* **WHAT TO WORK ON**
Every entry below should come back unchanged, except that the pictures are dropped.

* **DATA EXTRACTS**
........

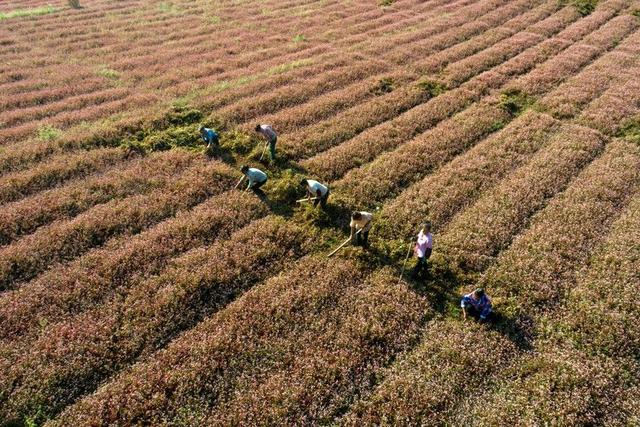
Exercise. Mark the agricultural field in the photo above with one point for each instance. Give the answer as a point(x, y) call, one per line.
point(139, 287)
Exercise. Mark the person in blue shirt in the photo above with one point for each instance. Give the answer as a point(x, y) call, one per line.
point(271, 136)
point(476, 304)
point(209, 136)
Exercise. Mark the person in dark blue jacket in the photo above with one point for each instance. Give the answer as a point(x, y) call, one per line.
point(209, 136)
point(477, 304)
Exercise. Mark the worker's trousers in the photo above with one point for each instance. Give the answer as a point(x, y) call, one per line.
point(272, 148)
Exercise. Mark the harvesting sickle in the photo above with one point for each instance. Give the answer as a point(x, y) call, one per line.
point(256, 178)
point(271, 138)
point(423, 249)
point(316, 192)
point(476, 304)
point(342, 245)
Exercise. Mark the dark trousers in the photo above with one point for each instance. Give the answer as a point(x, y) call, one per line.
point(421, 264)
point(256, 186)
point(322, 200)
point(272, 148)
point(471, 311)
point(362, 239)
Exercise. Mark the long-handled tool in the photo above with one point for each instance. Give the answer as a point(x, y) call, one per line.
point(405, 263)
point(263, 151)
point(238, 183)
point(343, 243)
point(306, 200)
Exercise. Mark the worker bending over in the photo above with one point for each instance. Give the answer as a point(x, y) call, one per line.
point(360, 225)
point(316, 190)
point(423, 248)
point(210, 137)
point(271, 136)
point(256, 178)
point(477, 304)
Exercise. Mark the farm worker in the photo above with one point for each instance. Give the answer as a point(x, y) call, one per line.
point(271, 136)
point(256, 177)
point(209, 136)
point(477, 304)
point(423, 248)
point(360, 221)
point(317, 190)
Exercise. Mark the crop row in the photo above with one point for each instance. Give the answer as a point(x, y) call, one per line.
point(69, 118)
point(483, 230)
point(23, 183)
point(389, 173)
point(69, 103)
point(35, 154)
point(385, 136)
point(416, 120)
point(617, 104)
point(539, 263)
point(297, 346)
point(175, 52)
point(577, 55)
point(545, 258)
point(567, 100)
point(557, 387)
point(140, 176)
point(589, 346)
point(294, 94)
point(451, 360)
point(47, 95)
point(290, 120)
point(88, 281)
point(89, 348)
point(458, 184)
point(350, 123)
point(598, 317)
point(495, 31)
point(66, 240)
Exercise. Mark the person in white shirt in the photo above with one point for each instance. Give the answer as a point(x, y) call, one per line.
point(314, 189)
point(256, 178)
point(362, 222)
point(423, 248)
point(271, 136)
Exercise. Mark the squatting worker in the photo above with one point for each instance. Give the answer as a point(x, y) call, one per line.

........

* **REPLY**
Exercise. Mark the agricultural field in the photo above with one point for each instance. Give the answer as a point(x, y) call, one per line.
point(139, 287)
Exercise. Mark the person in blue shirt in the photo above with one point for each instance. Give the answer as a point(x, y) call, one per line.
point(271, 136)
point(476, 304)
point(209, 136)
Exercise. Mark the person in dark blue jacket in the photo above with one point for each instance. Give the answer as a point(x, y) call, one per line.
point(209, 136)
point(477, 304)
Exercise. Mark the worker's trousers in the photo above with one point for each instance. Give the answer as a point(x, y) call, one per line.
point(272, 148)
Exercise. Mark the harvesting sickle in the photo above with one point for each instance. Give the answer as a point(x, y) call, one per line.
point(256, 178)
point(271, 138)
point(423, 249)
point(316, 192)
point(476, 304)
point(342, 245)
Exercise. Mark the dark trousers in the photo above with one point for each instance. Give the answer as a point(x, y) call, one per line.
point(421, 264)
point(256, 186)
point(322, 200)
point(272, 148)
point(471, 311)
point(362, 239)
Exercise. Mark the long-handled tool in the photo above with one point for each instance. Give the answer as a point(x, y) call, one per line.
point(405, 263)
point(263, 151)
point(238, 183)
point(343, 243)
point(306, 200)
Exercise. Mark the worker bending over in the photo above with one point for each instance. Give the answer as a point(x, y) call, one per line.
point(360, 225)
point(316, 190)
point(423, 248)
point(210, 137)
point(271, 136)
point(256, 178)
point(477, 304)
Exercise. Mark the farm worker in the photo above with one point for each instance. Give the answer as a point(x, y) call, one per line.
point(271, 136)
point(256, 177)
point(209, 136)
point(477, 304)
point(423, 248)
point(360, 221)
point(317, 190)
Exercise. Mark the crop row in the photo above with one point for each instance. Give the answer as a point(x, y) call, one per line.
point(69, 118)
point(483, 230)
point(23, 183)
point(389, 173)
point(69, 103)
point(35, 154)
point(385, 136)
point(416, 120)
point(617, 104)
point(539, 263)
point(297, 346)
point(175, 52)
point(577, 55)
point(545, 258)
point(567, 100)
point(557, 387)
point(140, 176)
point(589, 346)
point(294, 94)
point(451, 360)
point(47, 95)
point(290, 120)
point(88, 281)
point(89, 348)
point(458, 184)
point(350, 123)
point(598, 317)
point(495, 31)
point(66, 240)
Exercise. Mark the person in white shirt in the photo above with one point for each instance. Give the answer as a point(x, y) call, one per line.
point(314, 189)
point(256, 178)
point(362, 222)
point(423, 248)
point(271, 136)
Exercise. Mark the squatting worker in the photo above with one point for each instance. Give the answer as a point(x, y) call, one per line.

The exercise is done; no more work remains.